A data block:
- - -

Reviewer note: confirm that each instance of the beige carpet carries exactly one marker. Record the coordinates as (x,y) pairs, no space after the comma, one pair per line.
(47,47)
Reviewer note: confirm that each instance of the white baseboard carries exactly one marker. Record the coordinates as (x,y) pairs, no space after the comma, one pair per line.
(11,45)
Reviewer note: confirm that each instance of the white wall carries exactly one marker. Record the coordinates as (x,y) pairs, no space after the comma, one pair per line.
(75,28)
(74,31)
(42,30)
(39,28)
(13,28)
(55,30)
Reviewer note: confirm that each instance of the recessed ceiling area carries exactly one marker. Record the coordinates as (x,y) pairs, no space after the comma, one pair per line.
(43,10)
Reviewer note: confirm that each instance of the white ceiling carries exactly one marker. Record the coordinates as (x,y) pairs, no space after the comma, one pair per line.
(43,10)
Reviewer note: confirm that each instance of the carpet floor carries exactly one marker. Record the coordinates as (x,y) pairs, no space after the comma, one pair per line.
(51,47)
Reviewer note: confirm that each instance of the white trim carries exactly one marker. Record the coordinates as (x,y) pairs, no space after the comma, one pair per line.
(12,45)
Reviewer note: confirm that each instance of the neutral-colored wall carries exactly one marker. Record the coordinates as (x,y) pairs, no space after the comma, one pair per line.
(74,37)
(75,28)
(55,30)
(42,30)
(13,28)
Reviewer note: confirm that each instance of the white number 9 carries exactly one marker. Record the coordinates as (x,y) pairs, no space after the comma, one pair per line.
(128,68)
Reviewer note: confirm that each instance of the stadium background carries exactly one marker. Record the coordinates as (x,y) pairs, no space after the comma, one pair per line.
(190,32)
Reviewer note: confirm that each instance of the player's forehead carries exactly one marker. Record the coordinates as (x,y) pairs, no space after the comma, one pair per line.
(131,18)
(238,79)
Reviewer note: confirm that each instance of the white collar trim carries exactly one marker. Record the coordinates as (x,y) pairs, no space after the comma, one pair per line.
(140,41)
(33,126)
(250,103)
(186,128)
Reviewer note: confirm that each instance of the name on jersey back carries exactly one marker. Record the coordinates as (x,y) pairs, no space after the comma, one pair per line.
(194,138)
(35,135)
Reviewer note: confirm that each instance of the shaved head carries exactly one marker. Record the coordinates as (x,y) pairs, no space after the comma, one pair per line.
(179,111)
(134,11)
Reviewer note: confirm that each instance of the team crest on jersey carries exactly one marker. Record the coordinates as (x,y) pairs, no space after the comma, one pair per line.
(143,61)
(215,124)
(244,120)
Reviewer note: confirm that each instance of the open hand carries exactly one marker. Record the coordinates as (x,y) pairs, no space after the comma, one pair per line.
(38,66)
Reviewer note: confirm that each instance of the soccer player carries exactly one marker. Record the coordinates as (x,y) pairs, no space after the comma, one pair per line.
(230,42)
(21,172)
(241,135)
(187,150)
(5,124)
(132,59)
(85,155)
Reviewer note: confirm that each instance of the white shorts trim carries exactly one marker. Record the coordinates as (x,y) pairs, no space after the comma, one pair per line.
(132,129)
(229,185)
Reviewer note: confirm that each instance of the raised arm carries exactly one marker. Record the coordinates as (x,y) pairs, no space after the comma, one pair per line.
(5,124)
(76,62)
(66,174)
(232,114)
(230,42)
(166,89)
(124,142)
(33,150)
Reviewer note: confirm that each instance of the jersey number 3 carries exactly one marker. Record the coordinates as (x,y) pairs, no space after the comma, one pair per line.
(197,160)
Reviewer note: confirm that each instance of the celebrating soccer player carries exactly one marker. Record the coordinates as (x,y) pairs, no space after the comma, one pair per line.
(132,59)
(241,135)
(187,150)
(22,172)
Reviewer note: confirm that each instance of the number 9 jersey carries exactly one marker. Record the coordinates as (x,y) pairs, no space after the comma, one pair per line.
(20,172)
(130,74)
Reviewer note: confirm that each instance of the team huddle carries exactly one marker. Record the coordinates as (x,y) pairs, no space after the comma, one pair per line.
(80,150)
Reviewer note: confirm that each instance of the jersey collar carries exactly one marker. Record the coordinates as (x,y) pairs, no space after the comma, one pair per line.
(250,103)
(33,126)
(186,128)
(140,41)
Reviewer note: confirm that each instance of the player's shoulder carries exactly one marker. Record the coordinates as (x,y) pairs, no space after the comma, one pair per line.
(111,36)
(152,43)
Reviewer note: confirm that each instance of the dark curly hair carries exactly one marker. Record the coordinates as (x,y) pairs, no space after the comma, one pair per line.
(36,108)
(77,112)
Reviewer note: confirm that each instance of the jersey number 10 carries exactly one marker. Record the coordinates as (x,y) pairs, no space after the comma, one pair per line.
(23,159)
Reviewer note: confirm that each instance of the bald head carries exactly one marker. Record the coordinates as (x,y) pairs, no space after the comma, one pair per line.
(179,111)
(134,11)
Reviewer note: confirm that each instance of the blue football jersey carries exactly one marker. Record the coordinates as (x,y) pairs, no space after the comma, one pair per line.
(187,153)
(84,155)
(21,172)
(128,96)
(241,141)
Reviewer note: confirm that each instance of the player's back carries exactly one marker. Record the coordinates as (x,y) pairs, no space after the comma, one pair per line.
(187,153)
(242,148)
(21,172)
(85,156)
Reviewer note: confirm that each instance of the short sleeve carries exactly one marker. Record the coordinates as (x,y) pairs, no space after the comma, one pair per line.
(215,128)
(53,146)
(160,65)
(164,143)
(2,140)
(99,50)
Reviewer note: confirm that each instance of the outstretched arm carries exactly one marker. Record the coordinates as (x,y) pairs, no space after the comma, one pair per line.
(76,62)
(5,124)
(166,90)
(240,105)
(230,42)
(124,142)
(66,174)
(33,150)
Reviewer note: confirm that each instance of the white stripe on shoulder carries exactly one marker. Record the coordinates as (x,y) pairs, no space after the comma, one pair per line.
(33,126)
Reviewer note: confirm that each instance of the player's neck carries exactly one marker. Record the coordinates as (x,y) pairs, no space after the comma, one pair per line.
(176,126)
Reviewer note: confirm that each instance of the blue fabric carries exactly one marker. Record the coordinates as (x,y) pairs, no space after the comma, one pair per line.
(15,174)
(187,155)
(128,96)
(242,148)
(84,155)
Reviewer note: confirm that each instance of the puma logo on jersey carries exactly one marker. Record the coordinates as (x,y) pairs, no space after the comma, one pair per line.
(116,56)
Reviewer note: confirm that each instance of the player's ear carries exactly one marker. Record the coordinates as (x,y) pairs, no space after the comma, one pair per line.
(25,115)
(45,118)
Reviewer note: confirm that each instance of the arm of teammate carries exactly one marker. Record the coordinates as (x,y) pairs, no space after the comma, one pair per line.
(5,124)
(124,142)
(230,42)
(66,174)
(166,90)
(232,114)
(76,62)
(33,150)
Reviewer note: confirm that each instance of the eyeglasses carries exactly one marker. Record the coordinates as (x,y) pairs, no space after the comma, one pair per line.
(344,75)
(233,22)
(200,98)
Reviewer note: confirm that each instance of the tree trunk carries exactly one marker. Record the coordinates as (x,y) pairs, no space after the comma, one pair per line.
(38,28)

- - -

_WHAT IS ASKED_
Rewrite every line from the one containing "Reviewer note: confirm that each instance of the arm" through the end of the records, both ends included, and keep the reviewer notes unchanged. Scale each coordinate in the answer pairs by 1.5, rounding to whole numbers with halves rounded up.

_CORRECT ANSWER_
Reviewer note: confirm that each instance of the arm of teammate carries exactly one marker. Record the coordinates as (x,y) pairs, no space after the comma, one pair per line.
(8,186)
(186,213)
(345,63)
(99,261)
(249,135)
(348,171)
(114,93)
(50,225)
Reviewer note: confirm that each instance of the eyeglasses carries exactly one marker. Record the coordinates as (x,y) pairs, no space after the comma, one pair per line.
(516,113)
(350,33)
(300,147)
Reviewer note: confirm that each instance of the tree trunk carries exactly one marker. Record the coordinates as (x,y) pairs, no space after the comma, one pair per line.
(57,42)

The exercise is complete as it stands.